-- Records for the exercise follows --

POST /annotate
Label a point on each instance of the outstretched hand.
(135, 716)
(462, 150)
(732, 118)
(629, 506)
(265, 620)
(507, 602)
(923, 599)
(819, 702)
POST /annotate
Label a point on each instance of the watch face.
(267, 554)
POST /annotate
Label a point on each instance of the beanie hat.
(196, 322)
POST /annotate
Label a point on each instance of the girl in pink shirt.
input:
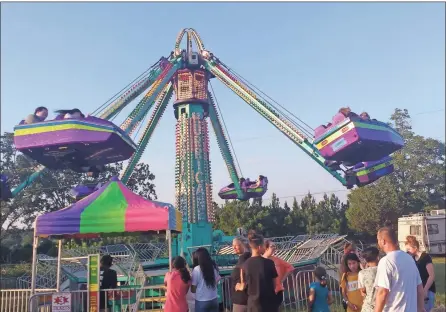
(177, 282)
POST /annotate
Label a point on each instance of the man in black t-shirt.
(260, 274)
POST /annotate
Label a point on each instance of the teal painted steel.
(224, 147)
(157, 89)
(28, 181)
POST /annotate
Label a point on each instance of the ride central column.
(193, 185)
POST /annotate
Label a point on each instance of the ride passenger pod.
(249, 189)
(368, 172)
(355, 140)
(6, 193)
(74, 143)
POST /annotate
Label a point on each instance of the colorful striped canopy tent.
(111, 210)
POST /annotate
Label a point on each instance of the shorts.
(239, 308)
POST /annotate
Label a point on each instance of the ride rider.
(40, 114)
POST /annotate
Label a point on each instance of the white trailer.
(429, 229)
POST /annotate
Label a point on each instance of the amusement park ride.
(352, 149)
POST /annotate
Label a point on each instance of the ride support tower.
(193, 184)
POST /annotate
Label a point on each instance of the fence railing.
(152, 298)
(296, 291)
(130, 299)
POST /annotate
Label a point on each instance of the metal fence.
(152, 298)
(17, 300)
(133, 298)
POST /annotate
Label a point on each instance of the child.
(177, 282)
(366, 278)
(349, 283)
(320, 297)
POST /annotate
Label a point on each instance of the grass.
(440, 281)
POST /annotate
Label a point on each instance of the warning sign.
(61, 302)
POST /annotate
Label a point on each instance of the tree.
(327, 216)
(416, 185)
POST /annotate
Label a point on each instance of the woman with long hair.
(283, 269)
(349, 283)
(205, 278)
(426, 269)
(178, 283)
(320, 297)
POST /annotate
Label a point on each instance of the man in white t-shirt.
(398, 283)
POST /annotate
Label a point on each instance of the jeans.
(429, 302)
(206, 306)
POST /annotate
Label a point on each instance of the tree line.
(417, 185)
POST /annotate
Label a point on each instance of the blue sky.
(311, 57)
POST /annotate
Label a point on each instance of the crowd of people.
(256, 280)
(397, 282)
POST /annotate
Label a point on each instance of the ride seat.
(338, 118)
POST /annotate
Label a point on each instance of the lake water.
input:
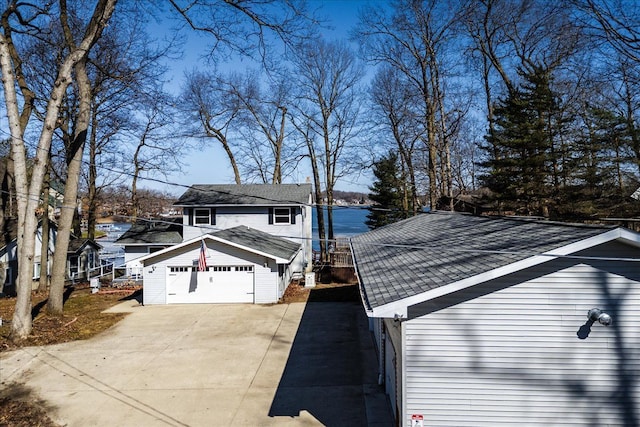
(347, 221)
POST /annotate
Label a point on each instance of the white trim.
(400, 307)
(278, 260)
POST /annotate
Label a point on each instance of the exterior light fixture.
(597, 315)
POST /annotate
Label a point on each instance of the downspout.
(369, 312)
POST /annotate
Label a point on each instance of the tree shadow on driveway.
(331, 371)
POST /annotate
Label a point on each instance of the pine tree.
(386, 193)
(524, 166)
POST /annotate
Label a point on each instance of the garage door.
(219, 284)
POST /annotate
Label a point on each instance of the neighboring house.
(146, 237)
(82, 256)
(243, 265)
(485, 321)
(258, 238)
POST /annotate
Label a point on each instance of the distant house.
(146, 237)
(257, 238)
(484, 321)
(82, 256)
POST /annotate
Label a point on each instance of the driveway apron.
(212, 365)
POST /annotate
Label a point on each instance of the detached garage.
(241, 265)
(487, 322)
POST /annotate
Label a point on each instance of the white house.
(500, 321)
(243, 265)
(82, 256)
(258, 238)
(146, 237)
(282, 210)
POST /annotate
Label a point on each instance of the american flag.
(202, 260)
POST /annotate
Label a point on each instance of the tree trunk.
(28, 190)
(69, 206)
(93, 177)
(44, 250)
(319, 203)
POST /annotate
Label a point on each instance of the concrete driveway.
(212, 365)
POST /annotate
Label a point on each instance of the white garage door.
(219, 284)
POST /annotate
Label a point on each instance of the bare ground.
(84, 318)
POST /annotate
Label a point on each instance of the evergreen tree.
(524, 166)
(386, 193)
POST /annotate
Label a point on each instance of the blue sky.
(209, 164)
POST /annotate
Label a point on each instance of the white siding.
(256, 217)
(266, 283)
(266, 278)
(510, 355)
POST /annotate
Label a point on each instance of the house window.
(282, 216)
(202, 217)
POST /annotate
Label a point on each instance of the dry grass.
(82, 319)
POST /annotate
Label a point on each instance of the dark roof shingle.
(438, 248)
(259, 241)
(245, 194)
(150, 231)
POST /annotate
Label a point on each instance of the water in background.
(111, 253)
(347, 221)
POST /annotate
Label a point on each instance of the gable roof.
(259, 241)
(146, 232)
(437, 253)
(255, 241)
(77, 245)
(245, 194)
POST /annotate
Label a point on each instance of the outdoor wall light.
(595, 314)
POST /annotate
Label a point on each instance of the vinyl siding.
(256, 217)
(266, 283)
(507, 353)
(154, 288)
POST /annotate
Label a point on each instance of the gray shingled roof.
(149, 232)
(259, 241)
(245, 194)
(455, 247)
(76, 244)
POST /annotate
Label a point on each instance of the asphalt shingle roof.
(245, 194)
(149, 232)
(435, 249)
(259, 241)
(76, 244)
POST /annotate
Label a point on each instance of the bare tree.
(394, 106)
(209, 104)
(29, 190)
(245, 27)
(412, 39)
(327, 110)
(156, 151)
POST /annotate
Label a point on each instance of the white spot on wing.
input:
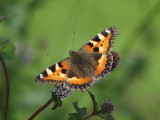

-- Records for the exercise concluded --

* **Brief**
Without including any pictures, output each entry above exactly as it appears.

* **Task response**
POST /annotate
Label a point on each instance of the outstretched hand.
(135, 716)
(462, 150)
(732, 118)
(629, 506)
(265, 620)
(507, 602)
(923, 599)
(819, 702)
POST /annotate
Label a point on each instance of the watch face.
(267, 554)
POST /annotate
Label a point on each instance of the beanie hat.
(196, 322)
POST /annotate
Label a point on each instance of the girl in pink shirt.
input:
(177, 282)
POST /annotate
Label a point on each instance of the man in black t-shirt.
(260, 274)
POST /annotate
Label a point on each instance of the teal painted steel.
(224, 147)
(157, 89)
(28, 181)
POST /annotate
Label a point on each instance of the ride central column.
(193, 185)
POST /annotate
Label a point on each instance of the ride passenger pod.
(249, 189)
(368, 172)
(355, 140)
(6, 193)
(74, 143)
POST /annotate
Label a point on each instance of the colorful striped canopy tent.
(111, 210)
POST /annotate
Label a point on each instance of the shorts.
(239, 308)
POST /annotate
Label a point on each instance of the ride rider.
(40, 114)
POST /annotate
Label a point on each instance of the white trailer.
(429, 229)
POST /annotate
Label a point on each instance of the amusement park ride.
(352, 149)
POST /annotate
Label a point on each instance of the ride support tower.
(193, 184)
POST /annotate
Label a point on each instance of the fence railing.
(152, 298)
(296, 291)
(130, 299)
POST /annotate
Label a point on each instance of the metal fence.
(152, 298)
(17, 300)
(133, 298)
POST /annotate
Label a point on each instance of the child.
(177, 282)
(366, 278)
(349, 283)
(320, 297)
POST /annotate
Label a point on each instance of the grass.
(440, 281)
POST /annotate
Label a point on each instance of the warning sign.
(61, 302)
POST /annotate
Label a point on each instance of the tree.
(327, 216)
(416, 185)
POST /annotate
Label a point on each instance of the woman with long hair.
(283, 269)
(349, 283)
(205, 278)
(426, 269)
(178, 283)
(320, 297)
POST /annotate
Label a point on each instance of the man in white t-shirt.
(398, 283)
POST /annotate
Label a point on each instance of the jeans.
(429, 302)
(206, 306)
POST /annotate
Label a point on each instance of the tree line.
(417, 185)
POST /annotate
Label a point on each instance of the blue sky.
(311, 57)
POST /annotate
Label a point on each instance of the crowd of people.
(256, 280)
(397, 282)
POST /annotate
Label a point on each instance of the ride seat.
(338, 118)
POST /annotate
Label a point on each instance of the lake water.
input:
(347, 221)
POST /annotate
Label a point on each instance of the white trim.
(400, 307)
(278, 260)
POST /annotate
Label a point on each instance of the exterior light fixture.
(597, 315)
POST /annotate
Label a point on each instance of the downspout.
(369, 312)
POST /annotate
Label a point on each instance of the tree shadow on driveway.
(331, 371)
POST /annotate
Label a point on each instance of the pine tree.
(386, 193)
(524, 166)
POST /annotate
Label a point on each instance of the garage door.
(219, 284)
POST /annotate
Label a point on each instance of the neighboring house.
(146, 237)
(82, 256)
(243, 265)
(485, 321)
(258, 238)
POST /annotate
Label a point on each instance of the distant house.
(146, 237)
(257, 238)
(484, 321)
(82, 256)
POST /annotate
Label a point on each instance of the driveway apron.
(212, 365)
POST /annotate
Label a point on each instance of the detached garage.
(241, 265)
(487, 322)
POST /annotate
Label a point on each instance of the white house.
(500, 321)
(243, 265)
(82, 256)
(258, 238)
(146, 237)
(282, 210)
POST /annotate
Label a point on each instance of the american flag.
(202, 260)
POST /annotate
Label a point on each instance of the tree trunk.
(28, 190)
(69, 206)
(93, 177)
(44, 250)
(319, 203)
POST /annotate
Label a point on each instance of the concrete driveway.
(212, 365)
POST /annotate
Label a point on each instance of the white garage door.
(219, 284)
POST /annotate
Label a point on each instance of the bare ground.
(84, 318)
POST /annotate
Label a point on each instance of the evergreen tree.
(524, 166)
(386, 193)
POST /annotate
Label a point on each instance of the blue sky.
(209, 164)
POST /annotate
Label a point on each instance of the white siding.
(256, 217)
(266, 283)
(266, 278)
(510, 355)
POST /annotate
Label a point on each instance of the house window.
(282, 216)
(202, 217)
POST /annotate
Label a point on each instance of the dry grass.
(82, 319)
POST /annotate
Label a point on each instance of the dark roof shingle.
(438, 248)
(259, 241)
(245, 194)
(150, 231)
POST /annotate
Label a point on each instance of the water in background.
(111, 253)
(347, 221)
POST /annotate
Label a point on each instance of the gable roof.
(259, 241)
(146, 232)
(437, 253)
(255, 241)
(77, 245)
(245, 194)
POST /annotate
Label a point on each instance of the outdoor wall light.
(595, 314)
POST /annotate
Label a point on each instance of the vinyl siding.
(256, 217)
(266, 283)
(507, 353)
(154, 288)
POST /annotate
Label a point on each instance of the gray shingled roof.
(149, 232)
(259, 241)
(245, 194)
(455, 247)
(76, 244)
POST /annotate
Label a point on each instance of the asphalt shingle roof.
(245, 194)
(149, 232)
(435, 249)
(259, 241)
(76, 244)
POST /annotate
Label a point on each instance of the bare tree.
(394, 106)
(209, 104)
(29, 190)
(245, 27)
(412, 39)
(327, 110)
(156, 151)
POST /annotate
Label a point on each instance of the white spot on wing.
input:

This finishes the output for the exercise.